begin Source data
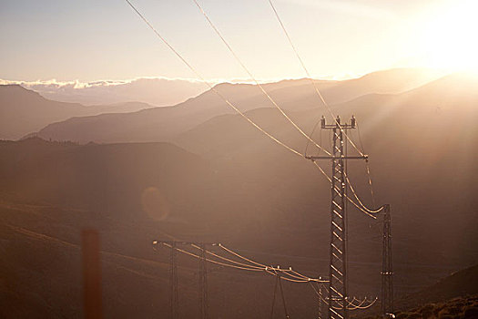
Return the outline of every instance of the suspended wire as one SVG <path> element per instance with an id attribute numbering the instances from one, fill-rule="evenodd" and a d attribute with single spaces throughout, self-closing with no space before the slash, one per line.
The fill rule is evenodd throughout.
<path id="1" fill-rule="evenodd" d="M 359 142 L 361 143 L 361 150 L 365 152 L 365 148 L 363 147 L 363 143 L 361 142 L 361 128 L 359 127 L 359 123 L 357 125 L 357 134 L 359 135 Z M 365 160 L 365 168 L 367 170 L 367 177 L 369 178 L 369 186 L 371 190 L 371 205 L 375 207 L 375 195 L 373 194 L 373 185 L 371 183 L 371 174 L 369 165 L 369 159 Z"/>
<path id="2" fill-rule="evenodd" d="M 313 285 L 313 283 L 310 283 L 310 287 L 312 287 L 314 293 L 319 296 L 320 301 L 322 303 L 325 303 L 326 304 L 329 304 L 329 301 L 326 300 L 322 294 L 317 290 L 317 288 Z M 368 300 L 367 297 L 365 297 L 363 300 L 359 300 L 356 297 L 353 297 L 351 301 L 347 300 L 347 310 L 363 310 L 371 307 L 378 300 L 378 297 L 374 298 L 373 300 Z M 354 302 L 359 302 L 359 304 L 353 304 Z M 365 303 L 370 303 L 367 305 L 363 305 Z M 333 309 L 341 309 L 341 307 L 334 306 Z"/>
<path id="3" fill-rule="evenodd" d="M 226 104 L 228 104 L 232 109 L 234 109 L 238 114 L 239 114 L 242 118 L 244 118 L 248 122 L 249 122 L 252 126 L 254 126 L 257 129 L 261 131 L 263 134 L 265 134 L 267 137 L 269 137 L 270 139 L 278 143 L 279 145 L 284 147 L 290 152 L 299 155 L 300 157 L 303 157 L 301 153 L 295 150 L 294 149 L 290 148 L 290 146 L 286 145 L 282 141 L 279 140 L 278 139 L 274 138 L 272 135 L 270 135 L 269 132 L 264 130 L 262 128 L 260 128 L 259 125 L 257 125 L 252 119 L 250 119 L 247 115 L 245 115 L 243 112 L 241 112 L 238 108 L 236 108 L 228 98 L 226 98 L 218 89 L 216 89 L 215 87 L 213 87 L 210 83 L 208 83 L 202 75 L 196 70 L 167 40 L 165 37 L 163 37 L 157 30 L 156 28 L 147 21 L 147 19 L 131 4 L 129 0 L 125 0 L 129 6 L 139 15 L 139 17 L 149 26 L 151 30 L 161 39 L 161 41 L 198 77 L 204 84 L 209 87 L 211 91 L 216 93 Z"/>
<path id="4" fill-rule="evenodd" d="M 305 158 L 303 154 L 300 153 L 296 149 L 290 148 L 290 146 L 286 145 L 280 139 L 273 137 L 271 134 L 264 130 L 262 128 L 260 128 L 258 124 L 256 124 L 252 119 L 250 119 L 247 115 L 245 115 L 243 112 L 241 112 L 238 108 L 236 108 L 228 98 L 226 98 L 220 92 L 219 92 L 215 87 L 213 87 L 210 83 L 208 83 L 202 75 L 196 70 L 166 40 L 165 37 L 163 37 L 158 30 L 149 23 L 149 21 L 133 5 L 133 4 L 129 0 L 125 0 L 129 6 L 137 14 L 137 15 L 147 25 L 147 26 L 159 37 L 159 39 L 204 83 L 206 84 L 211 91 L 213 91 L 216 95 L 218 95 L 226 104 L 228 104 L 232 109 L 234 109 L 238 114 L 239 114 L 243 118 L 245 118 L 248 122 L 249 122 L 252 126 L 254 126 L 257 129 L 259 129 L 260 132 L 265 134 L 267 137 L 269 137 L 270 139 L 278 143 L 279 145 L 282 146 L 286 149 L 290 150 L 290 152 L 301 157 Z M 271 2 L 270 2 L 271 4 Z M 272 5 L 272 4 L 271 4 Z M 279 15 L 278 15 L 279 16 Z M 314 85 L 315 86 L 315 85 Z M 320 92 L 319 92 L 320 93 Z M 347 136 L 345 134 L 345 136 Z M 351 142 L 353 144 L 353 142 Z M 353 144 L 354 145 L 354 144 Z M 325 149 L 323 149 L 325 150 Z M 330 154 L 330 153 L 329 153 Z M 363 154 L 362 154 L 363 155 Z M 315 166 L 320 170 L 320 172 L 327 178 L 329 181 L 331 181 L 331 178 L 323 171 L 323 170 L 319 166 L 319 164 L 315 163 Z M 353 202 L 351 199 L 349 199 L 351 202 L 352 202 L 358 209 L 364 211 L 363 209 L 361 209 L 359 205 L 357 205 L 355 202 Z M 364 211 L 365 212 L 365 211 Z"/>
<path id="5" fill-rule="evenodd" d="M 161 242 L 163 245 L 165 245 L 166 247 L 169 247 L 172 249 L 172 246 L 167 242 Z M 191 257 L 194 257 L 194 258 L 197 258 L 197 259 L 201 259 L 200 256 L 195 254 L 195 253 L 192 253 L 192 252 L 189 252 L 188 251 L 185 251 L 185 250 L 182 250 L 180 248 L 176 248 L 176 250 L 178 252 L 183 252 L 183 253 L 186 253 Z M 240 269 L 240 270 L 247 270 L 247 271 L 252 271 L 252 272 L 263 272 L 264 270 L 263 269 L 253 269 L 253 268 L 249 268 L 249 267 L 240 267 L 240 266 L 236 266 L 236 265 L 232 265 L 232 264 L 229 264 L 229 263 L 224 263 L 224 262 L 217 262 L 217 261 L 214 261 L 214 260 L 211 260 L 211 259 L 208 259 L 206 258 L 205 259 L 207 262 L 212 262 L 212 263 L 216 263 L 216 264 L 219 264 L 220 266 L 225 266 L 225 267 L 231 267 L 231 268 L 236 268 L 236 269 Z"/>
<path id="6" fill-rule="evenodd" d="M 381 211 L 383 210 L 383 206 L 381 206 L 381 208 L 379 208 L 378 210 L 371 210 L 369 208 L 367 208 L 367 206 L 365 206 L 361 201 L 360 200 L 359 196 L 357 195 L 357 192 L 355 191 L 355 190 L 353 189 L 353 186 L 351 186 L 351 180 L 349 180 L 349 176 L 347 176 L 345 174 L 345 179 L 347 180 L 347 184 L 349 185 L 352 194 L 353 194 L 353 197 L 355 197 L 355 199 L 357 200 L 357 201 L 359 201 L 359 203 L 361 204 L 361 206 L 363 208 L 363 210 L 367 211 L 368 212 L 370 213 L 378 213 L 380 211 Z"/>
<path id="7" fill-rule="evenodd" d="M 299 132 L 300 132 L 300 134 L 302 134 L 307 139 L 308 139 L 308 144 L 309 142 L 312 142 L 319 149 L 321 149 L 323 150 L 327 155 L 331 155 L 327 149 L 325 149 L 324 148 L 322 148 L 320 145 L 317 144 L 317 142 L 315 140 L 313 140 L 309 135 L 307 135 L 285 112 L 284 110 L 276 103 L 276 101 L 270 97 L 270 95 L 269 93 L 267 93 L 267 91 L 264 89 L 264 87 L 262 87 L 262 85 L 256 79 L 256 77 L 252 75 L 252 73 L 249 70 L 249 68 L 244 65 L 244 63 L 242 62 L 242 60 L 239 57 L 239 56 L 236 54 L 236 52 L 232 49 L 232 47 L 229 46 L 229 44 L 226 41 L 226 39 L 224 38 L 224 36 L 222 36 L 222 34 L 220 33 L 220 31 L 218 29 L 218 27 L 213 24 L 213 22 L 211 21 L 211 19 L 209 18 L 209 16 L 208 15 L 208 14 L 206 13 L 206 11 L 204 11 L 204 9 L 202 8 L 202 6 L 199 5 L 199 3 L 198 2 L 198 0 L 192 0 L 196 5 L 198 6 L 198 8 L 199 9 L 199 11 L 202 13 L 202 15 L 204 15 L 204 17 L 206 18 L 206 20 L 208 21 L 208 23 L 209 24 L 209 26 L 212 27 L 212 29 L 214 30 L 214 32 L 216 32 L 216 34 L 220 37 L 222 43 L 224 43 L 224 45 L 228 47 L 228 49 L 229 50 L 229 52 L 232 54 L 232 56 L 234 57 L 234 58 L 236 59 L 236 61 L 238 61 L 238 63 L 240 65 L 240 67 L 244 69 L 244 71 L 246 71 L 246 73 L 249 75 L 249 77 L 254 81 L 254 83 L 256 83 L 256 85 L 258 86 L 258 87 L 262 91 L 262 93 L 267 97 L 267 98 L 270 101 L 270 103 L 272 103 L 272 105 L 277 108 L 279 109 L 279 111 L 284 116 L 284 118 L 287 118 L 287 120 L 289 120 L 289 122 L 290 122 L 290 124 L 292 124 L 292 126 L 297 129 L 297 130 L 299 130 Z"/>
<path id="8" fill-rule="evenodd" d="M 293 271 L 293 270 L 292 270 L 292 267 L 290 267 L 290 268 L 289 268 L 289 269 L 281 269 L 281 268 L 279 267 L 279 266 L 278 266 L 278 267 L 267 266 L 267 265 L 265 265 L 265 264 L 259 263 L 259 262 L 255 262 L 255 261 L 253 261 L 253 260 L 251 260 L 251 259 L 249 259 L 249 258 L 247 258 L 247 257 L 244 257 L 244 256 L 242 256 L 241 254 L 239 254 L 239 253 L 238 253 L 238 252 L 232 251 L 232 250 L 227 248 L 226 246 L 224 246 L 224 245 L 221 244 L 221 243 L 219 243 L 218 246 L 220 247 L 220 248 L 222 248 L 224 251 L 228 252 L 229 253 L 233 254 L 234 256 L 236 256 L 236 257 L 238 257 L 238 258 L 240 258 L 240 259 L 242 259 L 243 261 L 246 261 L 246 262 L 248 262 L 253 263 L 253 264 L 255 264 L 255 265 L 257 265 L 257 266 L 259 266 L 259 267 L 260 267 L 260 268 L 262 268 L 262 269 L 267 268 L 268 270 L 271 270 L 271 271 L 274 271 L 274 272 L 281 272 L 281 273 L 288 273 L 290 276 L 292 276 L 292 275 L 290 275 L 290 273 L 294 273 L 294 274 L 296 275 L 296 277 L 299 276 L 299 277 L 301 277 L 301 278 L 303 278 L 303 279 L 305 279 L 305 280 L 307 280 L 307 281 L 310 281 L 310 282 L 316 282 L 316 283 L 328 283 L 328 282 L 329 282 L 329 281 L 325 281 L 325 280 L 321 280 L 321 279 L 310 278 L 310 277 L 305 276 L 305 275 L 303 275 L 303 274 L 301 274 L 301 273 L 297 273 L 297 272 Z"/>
end Source data
→ Problem to work on
Rewrite the entries from their start through the line containing "359 142 L 361" as a Markdown table with the columns Row and Content, numbering each line and skipping blank lines. Leave the pictures out.

→ Solution to this task
| Row | Content |
|---|---|
| 1 | Return the outline of every instance of the suspended wire as one SVG <path> element per instance with an id attribute numbering the instances from one, fill-rule="evenodd" and a d attribute with single spaces throughout, self-closing with no space before the slash, one per line. |
| 2 | The fill rule is evenodd throughout. |
| 3 | <path id="1" fill-rule="evenodd" d="M 359 142 L 361 143 L 361 150 L 365 152 L 365 148 L 363 147 L 363 143 L 361 142 L 361 128 L 359 127 L 359 123 L 357 125 L 357 134 L 359 135 Z M 365 160 L 365 168 L 367 170 L 367 177 L 369 178 L 369 186 L 371 190 L 371 205 L 375 207 L 375 195 L 373 194 L 373 185 L 371 183 L 371 174 L 369 165 L 369 159 Z"/> |